● EXERCISE AIM:
Your task is to write out the lines from the line containing "of the houndstooth" through the last line of the material, exactly.

Saved data entries

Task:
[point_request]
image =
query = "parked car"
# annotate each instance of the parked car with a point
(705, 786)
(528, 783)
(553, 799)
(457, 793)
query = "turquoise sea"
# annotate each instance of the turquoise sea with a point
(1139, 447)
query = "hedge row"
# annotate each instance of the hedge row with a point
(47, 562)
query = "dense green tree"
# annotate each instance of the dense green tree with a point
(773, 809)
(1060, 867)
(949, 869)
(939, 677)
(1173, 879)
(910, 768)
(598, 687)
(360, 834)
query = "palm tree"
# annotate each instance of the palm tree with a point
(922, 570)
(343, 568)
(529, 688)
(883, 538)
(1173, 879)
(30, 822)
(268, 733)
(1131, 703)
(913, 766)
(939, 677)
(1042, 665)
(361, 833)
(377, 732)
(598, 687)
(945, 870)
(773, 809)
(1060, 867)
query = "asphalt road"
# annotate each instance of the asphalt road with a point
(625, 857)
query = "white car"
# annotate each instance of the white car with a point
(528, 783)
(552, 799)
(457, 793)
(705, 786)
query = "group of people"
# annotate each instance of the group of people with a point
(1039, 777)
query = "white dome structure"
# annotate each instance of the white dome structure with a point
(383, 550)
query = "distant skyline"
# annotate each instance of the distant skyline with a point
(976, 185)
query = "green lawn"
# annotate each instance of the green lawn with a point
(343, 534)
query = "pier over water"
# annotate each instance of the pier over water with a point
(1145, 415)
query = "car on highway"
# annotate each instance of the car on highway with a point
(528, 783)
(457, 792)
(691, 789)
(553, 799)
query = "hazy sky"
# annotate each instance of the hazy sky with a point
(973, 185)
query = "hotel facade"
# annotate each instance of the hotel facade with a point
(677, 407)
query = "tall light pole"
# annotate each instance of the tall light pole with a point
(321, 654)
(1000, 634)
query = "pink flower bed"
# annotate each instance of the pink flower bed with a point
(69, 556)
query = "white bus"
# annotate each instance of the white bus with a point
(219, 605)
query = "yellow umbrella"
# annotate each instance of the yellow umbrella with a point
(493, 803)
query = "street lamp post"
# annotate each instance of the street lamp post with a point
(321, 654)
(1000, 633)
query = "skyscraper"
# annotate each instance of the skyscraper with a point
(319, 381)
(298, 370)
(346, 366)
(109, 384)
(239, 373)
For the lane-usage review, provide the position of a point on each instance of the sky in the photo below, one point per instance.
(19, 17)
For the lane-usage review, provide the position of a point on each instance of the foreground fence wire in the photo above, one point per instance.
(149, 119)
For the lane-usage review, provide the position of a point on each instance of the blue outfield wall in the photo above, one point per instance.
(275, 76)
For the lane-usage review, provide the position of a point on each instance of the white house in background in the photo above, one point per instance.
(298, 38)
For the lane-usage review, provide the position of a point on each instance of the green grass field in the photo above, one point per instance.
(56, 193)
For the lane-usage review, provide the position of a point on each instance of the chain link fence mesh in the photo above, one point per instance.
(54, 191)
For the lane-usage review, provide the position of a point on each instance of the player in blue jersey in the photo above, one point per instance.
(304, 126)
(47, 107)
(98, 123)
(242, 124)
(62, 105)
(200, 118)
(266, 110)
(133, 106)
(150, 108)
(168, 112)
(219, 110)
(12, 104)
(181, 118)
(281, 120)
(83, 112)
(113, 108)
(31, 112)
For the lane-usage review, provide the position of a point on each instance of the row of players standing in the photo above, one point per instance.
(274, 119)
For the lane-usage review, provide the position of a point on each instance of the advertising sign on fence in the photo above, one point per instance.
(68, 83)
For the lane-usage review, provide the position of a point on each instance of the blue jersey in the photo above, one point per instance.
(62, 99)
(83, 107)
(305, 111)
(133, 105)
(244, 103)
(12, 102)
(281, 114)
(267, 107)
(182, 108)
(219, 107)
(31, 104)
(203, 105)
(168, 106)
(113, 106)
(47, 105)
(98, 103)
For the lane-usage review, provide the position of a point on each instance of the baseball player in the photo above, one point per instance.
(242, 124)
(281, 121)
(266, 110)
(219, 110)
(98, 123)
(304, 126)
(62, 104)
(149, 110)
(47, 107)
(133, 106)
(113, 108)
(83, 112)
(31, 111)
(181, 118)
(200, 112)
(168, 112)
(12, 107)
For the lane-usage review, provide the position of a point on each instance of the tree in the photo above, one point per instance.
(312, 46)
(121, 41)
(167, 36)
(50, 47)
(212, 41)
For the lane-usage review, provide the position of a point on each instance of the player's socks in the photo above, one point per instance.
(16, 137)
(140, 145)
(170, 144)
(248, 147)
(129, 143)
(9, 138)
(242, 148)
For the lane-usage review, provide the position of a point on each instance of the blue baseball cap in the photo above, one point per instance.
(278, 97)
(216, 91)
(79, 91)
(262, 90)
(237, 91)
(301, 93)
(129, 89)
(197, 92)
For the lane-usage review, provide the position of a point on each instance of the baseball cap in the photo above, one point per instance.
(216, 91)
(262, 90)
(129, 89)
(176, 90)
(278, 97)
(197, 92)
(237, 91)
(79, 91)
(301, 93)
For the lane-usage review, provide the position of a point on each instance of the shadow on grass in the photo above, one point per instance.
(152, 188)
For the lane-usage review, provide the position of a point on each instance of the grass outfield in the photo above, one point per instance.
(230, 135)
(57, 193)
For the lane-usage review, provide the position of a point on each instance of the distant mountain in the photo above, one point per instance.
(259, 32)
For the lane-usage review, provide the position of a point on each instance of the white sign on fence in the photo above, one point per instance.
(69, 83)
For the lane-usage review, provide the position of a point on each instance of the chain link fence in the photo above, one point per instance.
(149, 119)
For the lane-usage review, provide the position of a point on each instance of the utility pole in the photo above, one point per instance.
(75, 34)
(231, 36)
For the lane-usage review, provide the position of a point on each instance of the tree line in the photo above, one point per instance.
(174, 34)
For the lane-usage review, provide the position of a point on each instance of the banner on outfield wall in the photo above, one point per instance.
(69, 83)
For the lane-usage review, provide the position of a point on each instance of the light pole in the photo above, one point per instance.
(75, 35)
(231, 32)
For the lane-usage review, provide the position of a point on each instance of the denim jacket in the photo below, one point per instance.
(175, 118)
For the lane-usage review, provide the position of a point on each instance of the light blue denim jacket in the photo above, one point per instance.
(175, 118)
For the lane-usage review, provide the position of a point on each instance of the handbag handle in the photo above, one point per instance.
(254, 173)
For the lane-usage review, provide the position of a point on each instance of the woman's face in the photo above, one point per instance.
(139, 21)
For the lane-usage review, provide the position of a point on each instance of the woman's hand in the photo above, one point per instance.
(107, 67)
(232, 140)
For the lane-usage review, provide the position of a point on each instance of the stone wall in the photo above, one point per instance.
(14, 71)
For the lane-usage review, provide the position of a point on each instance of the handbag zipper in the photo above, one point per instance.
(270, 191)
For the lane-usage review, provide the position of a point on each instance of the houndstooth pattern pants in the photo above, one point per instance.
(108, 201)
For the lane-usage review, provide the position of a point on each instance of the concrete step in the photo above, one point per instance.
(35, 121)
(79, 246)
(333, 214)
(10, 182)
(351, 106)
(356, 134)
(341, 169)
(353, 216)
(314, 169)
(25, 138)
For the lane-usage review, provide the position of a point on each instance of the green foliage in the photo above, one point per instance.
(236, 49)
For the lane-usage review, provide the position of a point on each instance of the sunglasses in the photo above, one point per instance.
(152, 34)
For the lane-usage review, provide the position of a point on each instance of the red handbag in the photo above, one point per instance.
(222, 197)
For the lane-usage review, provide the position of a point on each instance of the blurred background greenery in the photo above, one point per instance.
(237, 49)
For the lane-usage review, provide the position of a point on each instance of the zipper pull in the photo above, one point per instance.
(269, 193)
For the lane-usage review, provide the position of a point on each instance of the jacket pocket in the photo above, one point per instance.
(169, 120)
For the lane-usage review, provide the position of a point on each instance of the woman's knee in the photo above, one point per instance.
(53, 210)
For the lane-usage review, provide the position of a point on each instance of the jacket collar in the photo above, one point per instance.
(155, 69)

● RESULT OF THE EXERCISE:
For the lane-usage review, provide the position of a point on each instance of the houndstooth pattern pants in the photo above, one point per instance.
(108, 201)
For the lane-usage review, provide the position of a point on each instance of the concrete step in the photo above, one point per instance.
(35, 121)
(79, 246)
(333, 214)
(10, 182)
(351, 106)
(356, 134)
(341, 169)
(353, 216)
(314, 169)
(25, 138)
For the lane-usage review, provide the position of a point on each instance of the green foliage in the photo above, one point per instance.
(236, 49)
For the lane-usage review, provide the position of a point on each instance of the sunglasses in the photo above, one point per instance.
(152, 34)
For the lane-usage review, provide the position of a point on each instance of the red handbag in the photo above, one point per instance.
(222, 197)
For the lane-usage review, provide the position of a point on each instance of the blurred background greenery in the photo above, one point per instance.
(237, 49)
For the lane-usage review, provide the position of a point on each instance of the zipper pull in the photo above, one point per instance.
(269, 193)
For the lane-usage review, provide the position of a point on each instance of the jacket pocket in the photo above, one point per instance.
(169, 120)
For the lane-usage review, provide the position of a point on each instance of the woman's knee in the photo above, one point per instance.
(53, 210)
For the lane-usage review, provide the position of a point on each instance of the jacket collar in the photo above, one point per instance.
(155, 69)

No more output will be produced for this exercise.